**What you need to do:** The answer must consist of every line from the entries below that contains the word "check".

★ ★ ★

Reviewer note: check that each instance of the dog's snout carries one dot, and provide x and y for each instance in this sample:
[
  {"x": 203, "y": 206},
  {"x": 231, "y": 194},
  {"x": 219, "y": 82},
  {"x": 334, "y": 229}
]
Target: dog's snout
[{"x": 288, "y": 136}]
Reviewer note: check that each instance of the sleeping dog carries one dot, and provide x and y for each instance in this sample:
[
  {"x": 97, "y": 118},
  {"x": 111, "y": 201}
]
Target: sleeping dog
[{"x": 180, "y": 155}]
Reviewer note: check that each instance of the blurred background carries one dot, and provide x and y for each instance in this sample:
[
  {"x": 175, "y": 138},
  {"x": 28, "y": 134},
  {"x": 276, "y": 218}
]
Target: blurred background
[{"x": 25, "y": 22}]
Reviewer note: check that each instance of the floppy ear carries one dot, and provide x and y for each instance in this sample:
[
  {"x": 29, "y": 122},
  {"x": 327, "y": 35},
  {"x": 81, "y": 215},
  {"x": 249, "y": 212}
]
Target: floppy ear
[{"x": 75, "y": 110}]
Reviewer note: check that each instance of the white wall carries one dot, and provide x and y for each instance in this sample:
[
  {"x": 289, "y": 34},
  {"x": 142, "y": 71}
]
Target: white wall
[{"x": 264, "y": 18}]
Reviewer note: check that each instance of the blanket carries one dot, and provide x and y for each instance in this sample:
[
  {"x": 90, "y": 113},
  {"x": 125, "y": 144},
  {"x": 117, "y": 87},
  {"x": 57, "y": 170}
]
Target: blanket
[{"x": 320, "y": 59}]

★ ★ ★

**Exercise output:**
Reviewer note: check that each instance of the dog's snout carries one dot, and provide x and y for each instance in this sample:
Reviewer note: check that each instance of the sleeping dog carries one dot, and provide x and y for each instance in this sample:
Reviewer note: check that each instance of the blurred background carries one dot, and provide x and y for each instance in this sample:
Reviewer note: check that each instance of the floppy ear carries one dot, and provide x and y for each instance in this sample:
Reviewer note: check that each instance of the white wall carries one dot, and provide x and y for each instance in this sample:
Reviewer note: check that each instance of the blanket carries one dot, and provide x and y for each instance in this sample:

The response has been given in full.